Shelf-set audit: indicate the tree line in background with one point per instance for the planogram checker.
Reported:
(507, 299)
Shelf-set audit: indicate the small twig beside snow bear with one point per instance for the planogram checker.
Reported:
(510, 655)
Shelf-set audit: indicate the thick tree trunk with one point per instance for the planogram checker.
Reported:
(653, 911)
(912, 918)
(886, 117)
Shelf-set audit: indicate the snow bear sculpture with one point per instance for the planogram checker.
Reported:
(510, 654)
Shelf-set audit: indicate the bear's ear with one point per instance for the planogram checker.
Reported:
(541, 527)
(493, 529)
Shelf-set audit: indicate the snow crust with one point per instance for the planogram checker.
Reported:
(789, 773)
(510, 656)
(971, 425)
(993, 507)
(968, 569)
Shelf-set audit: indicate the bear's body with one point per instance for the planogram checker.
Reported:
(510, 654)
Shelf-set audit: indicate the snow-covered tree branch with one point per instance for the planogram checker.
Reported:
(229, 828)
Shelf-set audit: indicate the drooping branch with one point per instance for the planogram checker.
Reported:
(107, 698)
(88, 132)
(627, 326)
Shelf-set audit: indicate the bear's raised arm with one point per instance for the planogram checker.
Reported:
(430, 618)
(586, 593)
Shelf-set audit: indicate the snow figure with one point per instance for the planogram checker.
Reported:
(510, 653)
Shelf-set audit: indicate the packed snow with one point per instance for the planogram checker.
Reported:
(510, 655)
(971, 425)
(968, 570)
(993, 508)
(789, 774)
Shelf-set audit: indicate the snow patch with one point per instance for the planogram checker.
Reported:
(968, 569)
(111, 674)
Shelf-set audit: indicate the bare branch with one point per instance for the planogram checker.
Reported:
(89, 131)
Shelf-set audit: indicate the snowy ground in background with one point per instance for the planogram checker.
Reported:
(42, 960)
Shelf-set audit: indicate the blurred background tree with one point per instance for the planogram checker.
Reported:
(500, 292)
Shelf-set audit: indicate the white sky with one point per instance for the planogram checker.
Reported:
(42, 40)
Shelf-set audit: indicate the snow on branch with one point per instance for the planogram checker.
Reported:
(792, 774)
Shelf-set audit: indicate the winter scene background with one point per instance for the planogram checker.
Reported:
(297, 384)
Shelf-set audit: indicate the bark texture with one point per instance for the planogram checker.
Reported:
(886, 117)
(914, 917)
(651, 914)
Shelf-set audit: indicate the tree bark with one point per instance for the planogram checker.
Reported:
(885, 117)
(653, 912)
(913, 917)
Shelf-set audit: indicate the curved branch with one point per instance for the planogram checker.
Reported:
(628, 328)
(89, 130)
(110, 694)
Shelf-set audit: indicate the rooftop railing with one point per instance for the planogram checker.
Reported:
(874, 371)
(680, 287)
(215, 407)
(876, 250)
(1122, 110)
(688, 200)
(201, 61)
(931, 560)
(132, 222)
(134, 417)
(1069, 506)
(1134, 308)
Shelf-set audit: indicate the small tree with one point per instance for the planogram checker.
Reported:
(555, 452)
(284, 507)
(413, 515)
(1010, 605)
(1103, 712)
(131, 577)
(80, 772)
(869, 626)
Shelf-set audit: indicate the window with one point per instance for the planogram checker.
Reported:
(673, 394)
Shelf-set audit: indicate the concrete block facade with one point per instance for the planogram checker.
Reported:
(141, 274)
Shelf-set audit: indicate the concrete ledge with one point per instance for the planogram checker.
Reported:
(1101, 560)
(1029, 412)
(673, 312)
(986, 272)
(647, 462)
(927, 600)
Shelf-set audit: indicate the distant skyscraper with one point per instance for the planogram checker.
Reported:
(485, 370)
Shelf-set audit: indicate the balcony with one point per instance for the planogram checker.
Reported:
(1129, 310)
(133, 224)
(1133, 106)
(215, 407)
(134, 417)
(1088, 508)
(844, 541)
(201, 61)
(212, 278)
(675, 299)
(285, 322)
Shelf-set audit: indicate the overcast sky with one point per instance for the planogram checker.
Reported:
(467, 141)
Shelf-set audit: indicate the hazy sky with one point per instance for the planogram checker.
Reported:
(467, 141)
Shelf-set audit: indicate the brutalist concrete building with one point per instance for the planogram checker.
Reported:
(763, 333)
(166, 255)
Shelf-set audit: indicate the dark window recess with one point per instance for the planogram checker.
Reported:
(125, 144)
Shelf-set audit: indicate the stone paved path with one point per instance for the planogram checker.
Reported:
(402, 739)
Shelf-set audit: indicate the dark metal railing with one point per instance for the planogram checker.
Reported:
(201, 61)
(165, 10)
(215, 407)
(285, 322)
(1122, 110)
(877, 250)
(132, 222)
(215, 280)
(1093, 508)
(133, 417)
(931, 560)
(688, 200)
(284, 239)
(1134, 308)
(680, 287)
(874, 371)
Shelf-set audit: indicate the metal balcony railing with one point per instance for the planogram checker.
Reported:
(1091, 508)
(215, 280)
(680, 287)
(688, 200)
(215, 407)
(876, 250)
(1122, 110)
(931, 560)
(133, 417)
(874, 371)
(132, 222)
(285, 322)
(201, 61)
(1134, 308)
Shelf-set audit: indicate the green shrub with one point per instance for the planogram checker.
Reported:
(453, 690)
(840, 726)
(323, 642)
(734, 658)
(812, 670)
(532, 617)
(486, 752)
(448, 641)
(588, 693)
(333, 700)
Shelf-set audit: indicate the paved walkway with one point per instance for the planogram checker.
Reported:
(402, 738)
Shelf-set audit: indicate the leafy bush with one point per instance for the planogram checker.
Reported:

§ Written task:
Can you reproduce, character for character, the stretch of the listing above from the line containing "Shelf-set audit: indicate the brutalist" through the final line of the listing?

§ Expected answer:
Shelf-set audit: indicate the brutalist concrete building with one point per instance for the planogram checker.
Reported:
(763, 333)
(166, 255)
Shelf-set audit: indicate the dark window recess with one point per instance for the planogram checker.
Reported:
(125, 144)
Shelf-set audit: indicate the stone paved path with one point per instance for the planogram checker.
Reported:
(402, 739)
Shelf-set audit: indicate the dark metal railing with one point per instance for the planogram checker.
Reported:
(201, 61)
(165, 10)
(215, 407)
(285, 322)
(1122, 110)
(877, 250)
(132, 222)
(215, 280)
(1093, 508)
(133, 417)
(931, 560)
(688, 200)
(284, 239)
(1134, 308)
(680, 287)
(874, 371)
Shelf-set audit: indicate the metal balcony railing with one point per instance for the planogram checker.
Reported:
(1091, 508)
(215, 280)
(680, 287)
(688, 200)
(215, 407)
(876, 250)
(1122, 110)
(931, 560)
(133, 417)
(874, 371)
(132, 222)
(285, 322)
(201, 61)
(1134, 308)
Shelf-set audit: indicate the green shrub with one point per instance for the planogram checker.
Reported:
(453, 690)
(840, 726)
(323, 642)
(734, 658)
(812, 670)
(532, 617)
(486, 752)
(448, 641)
(588, 693)
(333, 700)
Shelf-set audit: indicate the paved walkway with one point per instance for the planogram checker.
Reported:
(402, 738)
Shelf-set audit: indicate the leafy bush with one point per instance for the planogram checker.
Reported:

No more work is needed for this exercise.